> Your task: Could you set out everything from the line containing "Where can the shadow" down to the end of the rows as a JSON list of strings, one string per line, with blank lines skipped?

> Data section:
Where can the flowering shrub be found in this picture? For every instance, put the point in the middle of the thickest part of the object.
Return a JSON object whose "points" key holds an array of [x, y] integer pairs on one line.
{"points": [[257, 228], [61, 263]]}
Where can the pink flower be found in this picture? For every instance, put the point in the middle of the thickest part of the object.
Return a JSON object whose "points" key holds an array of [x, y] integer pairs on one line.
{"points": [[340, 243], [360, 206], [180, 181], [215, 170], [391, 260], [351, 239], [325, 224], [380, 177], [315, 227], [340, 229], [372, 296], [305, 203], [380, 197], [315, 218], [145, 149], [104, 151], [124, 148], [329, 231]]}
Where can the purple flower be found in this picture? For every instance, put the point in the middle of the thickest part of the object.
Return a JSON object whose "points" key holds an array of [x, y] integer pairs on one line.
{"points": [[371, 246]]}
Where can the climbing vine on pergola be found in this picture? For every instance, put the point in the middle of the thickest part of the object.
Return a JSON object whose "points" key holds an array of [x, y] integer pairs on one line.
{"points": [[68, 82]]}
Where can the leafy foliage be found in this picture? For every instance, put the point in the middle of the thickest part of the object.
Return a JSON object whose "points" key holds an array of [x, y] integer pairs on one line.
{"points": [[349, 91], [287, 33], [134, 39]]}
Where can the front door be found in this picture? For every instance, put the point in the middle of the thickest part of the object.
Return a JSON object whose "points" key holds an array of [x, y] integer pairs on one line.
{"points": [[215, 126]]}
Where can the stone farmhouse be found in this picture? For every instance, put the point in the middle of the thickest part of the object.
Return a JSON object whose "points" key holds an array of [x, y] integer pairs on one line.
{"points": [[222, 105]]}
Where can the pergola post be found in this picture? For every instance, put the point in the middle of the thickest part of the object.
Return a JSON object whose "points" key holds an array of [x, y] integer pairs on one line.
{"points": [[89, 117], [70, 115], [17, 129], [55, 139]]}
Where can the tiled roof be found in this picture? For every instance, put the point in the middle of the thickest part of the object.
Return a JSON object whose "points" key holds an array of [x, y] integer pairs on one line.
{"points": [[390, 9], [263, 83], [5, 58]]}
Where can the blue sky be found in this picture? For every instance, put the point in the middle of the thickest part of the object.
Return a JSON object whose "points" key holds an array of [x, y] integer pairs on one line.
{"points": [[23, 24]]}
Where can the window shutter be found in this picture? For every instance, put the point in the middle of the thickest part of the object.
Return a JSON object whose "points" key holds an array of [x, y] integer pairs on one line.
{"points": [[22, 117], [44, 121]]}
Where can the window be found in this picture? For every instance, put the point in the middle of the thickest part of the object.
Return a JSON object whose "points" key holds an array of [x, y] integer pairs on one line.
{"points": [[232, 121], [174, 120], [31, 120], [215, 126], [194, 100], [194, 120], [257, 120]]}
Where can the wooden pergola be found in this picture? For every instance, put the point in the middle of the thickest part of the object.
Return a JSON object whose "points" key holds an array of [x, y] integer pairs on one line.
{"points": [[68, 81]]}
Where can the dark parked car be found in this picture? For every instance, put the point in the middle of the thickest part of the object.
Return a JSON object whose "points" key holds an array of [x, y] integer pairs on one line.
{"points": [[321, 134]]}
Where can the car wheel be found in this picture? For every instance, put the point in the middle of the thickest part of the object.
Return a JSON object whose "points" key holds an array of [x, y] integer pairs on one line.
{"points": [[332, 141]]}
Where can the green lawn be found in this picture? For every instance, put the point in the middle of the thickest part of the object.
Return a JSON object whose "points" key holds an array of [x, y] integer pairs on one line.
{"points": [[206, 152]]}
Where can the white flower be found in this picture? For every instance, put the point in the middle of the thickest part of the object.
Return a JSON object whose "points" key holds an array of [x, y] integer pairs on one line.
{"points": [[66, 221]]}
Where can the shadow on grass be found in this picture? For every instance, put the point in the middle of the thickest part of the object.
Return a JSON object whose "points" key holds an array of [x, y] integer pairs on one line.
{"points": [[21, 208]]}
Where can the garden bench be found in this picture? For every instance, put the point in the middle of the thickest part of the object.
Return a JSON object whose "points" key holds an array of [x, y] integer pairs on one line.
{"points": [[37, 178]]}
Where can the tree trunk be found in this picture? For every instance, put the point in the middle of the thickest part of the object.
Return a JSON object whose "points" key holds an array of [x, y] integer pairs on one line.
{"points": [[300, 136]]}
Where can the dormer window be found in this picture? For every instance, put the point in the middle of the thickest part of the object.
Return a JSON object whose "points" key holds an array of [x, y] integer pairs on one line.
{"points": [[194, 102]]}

> Full solution:
[
  "Where can the shadow on grass be found in this picture? For every instance, put the point in the middle of the thickest part of the object.",
  "Return a JSON object whose \"points\" key holds an array of [x, y] integer pairs on one line.",
  "{\"points\": [[21, 208]]}",
  "Where can the garden bench be found in this picture? For every instance, put the point in the middle of the thickest part of the object.",
  "Return a JSON object whose \"points\" key holds an array of [x, y] integer pairs on one line.",
  "{\"points\": [[37, 178]]}",
  "Where can the tree trunk be found in this picture? For every instance, put the point in the middle of the thickest part of the object.",
  "Return a JSON object whose \"points\" key holds an array of [x, y] integer pairs on one line.",
  "{\"points\": [[300, 136]]}",
  "Where can the dormer window be found in this picture? For every instance, put the point in the middle of the thickest part of the object.",
  "Return a JSON object whose \"points\" key holds an array of [x, y] integer pairs on one line.",
  "{\"points\": [[194, 102]]}"
]